What you should do ->
Return the entries below exactly as written.

Data for the task ->
*** Block opens ***

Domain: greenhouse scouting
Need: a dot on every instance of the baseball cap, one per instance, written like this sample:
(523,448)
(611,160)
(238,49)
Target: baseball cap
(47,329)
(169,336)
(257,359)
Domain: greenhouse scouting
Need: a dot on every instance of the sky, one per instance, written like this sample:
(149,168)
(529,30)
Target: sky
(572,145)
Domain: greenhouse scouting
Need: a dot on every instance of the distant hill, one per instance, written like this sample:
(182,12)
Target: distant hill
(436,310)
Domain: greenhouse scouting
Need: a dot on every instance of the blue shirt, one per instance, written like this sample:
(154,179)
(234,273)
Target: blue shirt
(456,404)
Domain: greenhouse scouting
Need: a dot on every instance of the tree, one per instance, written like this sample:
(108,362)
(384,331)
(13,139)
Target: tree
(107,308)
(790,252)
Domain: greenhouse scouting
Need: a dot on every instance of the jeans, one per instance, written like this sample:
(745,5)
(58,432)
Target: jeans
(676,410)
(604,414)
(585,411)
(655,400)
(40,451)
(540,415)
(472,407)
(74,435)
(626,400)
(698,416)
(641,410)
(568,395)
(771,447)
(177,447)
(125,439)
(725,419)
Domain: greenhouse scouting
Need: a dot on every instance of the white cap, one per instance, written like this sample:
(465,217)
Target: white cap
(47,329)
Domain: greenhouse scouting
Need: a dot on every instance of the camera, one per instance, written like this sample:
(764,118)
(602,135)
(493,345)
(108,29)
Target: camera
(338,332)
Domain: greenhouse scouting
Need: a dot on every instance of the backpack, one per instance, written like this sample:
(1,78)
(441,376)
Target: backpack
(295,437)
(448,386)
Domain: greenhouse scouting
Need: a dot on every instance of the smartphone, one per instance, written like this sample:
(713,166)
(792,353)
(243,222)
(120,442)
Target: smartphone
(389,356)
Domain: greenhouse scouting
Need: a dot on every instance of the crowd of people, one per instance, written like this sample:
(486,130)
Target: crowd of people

*** Block closes ***

Problem solution ->
Domain: greenhouse scouting
Need: a dot on every instance of the baseball cap, one per instance, written like this sample:
(523,448)
(611,160)
(238,49)
Target: baseball cap
(47,329)
(169,336)
(257,359)
Domain: greenhouse scouting
Need: a dot on every instance of the sky, one per instance, written like this sample:
(149,168)
(529,30)
Target: sky
(572,145)
Domain: greenhouse scouting
Need: a dot on every instance of the distant hill, one per instance, written like this sample:
(182,12)
Target: distant hill
(436,310)
Domain: greenhouse scouting
Need: a dot on every instance of the blue shirt, one per instance, written like this sample:
(154,179)
(234,273)
Target: blue shirt
(456,404)
Domain: greenhouse scouting
Need: a dot on every instance of the tree, one per instance, written like this sample:
(108,362)
(384,331)
(13,139)
Target: tree
(107,308)
(790,252)
Domain: greenhouse scouting
Need: a dot on every instance of the jeans, one per instance, written like this sample:
(745,5)
(58,432)
Target: jeans
(676,410)
(604,414)
(585,411)
(655,400)
(40,451)
(540,415)
(472,407)
(74,435)
(626,400)
(698,416)
(641,410)
(568,395)
(771,447)
(177,447)
(125,439)
(725,419)
Domain: greenhouse scouting
Need: a dot on every instance of the white cap, one per instance, written like this sample:
(465,217)
Target: white cap
(47,329)
Domain: greenhouse scouting
Need: a dot on every instance of the camera, one per instance, written like this sample:
(764,118)
(602,135)
(493,345)
(108,29)
Target: camera
(338,332)
Domain: greenhouse scouting
Need: a dot on every instance of the backpack, one per instance, written like this sample:
(1,78)
(441,376)
Target: backpack
(295,437)
(448,386)
Domain: greenhouse scouting
Need: a dot on every instance of the smartphone, one per instance, written like this sample:
(713,166)
(792,353)
(243,222)
(120,442)
Target: smartphone
(389,356)
Domain: greenhouse scouting
Need: a dot on every instance of the crowd of people, one per instance, written like this sample:
(486,130)
Target: crowd of people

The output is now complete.